Page extract »
▼

Less is sometimes more
Retailers and CPGs are moving toward selling fewer products in stores to decrease complexity and costs. At the same time innovations are needed.
As the coronavirus pushes some items off supermarket shelves, the food industry is finding a smaller selection reduces consumer confusion, boosts sales and trims expenses for grocers. Food manufacturers could succeed with fewer offerings during the coronavirus. Now the question is how they could implement this strategy after it has passed in a way that optimizes product selection and ensures items are in stock while at the same time boosting sales and improving profit margins?
Product multitude
The Food Marketing Institute said in 2018 the average food retailer carried 33,055 products compared to more than 14,000 in 1980. Walmart, the world’s largest retailer, carries 142,000 different items at its Supercenter stores that can average 187,000 square feet.
Even before the coronavirus some retailers were taking out aisles and compressing product assortment to make more room for fresh food, store-made items and local foods. Studies says that shoppers who face too broad of an assortment can become frustrated and pick the item they’re familiar with or “they just walk away.”
Based on Grocery Dive publication few categories have been as overstocked in recent years as yogurt. The average U.S. grocery store has 306 different yogurt varieties, according to brand sales and marketing agency Acosta. There are about 14 different strawberry yogurts on shelves with the top two garnering 93% of the total volume.
For brands that control a lion’s share of their category, fewer competitors on the shelf gives them an opportunity to further strengthen their dominance. At the same time they must know that consumers must find a product for all of their demands in size, flavour, intolerance etc.
There are risks of delisting products like in 2008 Walmart removed 15% of the SKUs it carried. Sales later declined significantly, and Walmart was forced to roll back most of the changes. And Superfresh stopped carrying many of its low-selling dry grocery items in order to carry more fresh products. But the eliminated items turned out to be essential to customers and when people couldn’t find them, they went shopping at a competitor.

▲

Brief » Write the next part of the retail product-assortment article, picking up after its last sentence.

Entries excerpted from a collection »
▼

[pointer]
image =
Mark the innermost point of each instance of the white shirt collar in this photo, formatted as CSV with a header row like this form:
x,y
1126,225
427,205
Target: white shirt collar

▲
▼

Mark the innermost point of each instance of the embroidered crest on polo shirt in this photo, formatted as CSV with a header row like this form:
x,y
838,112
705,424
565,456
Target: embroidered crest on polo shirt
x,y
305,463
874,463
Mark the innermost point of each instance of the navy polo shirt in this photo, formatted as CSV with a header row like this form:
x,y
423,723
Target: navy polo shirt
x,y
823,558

▲
▼

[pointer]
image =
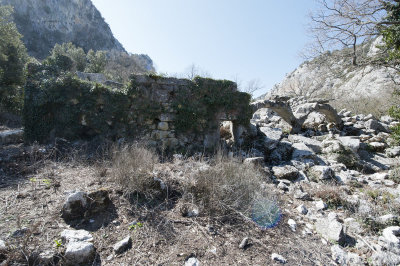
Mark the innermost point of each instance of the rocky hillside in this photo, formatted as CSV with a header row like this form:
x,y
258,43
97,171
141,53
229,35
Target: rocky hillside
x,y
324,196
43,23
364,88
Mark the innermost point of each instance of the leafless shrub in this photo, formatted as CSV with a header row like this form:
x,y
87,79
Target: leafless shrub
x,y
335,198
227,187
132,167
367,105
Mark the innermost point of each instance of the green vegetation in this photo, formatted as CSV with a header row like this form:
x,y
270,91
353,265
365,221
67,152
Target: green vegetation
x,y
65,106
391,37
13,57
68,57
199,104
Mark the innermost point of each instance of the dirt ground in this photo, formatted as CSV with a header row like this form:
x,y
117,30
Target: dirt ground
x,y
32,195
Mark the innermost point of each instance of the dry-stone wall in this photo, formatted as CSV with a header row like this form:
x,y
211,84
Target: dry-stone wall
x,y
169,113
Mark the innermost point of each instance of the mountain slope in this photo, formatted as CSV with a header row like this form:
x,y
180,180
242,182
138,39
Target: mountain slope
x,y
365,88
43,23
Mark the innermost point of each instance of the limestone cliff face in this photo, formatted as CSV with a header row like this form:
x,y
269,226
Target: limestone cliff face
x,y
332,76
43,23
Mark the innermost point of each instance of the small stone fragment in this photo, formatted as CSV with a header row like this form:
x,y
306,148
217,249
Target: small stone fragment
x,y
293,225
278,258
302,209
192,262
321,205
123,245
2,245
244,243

▲

Result of the exercise »
Hybrids preferred
As consumers purchase more of their groceries online, that shift will increasingly play a bigger role in what items retailers offer on store shelves. Supermarkets operating bot hon- and offline might find that certain offerings sell better through e-commerce channels than they do in the store. So rather than cut whole categories, hybrid retailers could sell routine products online, or only stock the top performers in stores and then offer a wider assortment online or on the touchsreens of in-store kiosks. As long as the order is collected on the basis of the submitted list in the specially equipped warehouse, the shopper can select vegetables, fruits, bakery and meat products, delicacies, impulse products in the sales area, see promotions, tastings, enjoy the shopping experience. Orders for on premise meals like pizza, sushi, grilled chicken etc can be digitally placed too.
For only brick and mortar stores brand manufacturers help with analytics to design optimal product mix based on store type, shopper profiles, enviroment features.
Healthier variants
In the current environment, consumers are seeking variety as their in-home consumption has increased significantly, and they are valuing foods that are healthy, extra lean and locally raised.
By providing products that better respond to shopper demands, manufacturers have a better chance of grabbing shelf space created by product disruption during the pandemic or the eventual culling of SKUs. It also increases the likelihood that they’re able to retain customers who recently may have tried their products for the first time as they purchased items to stock up at home.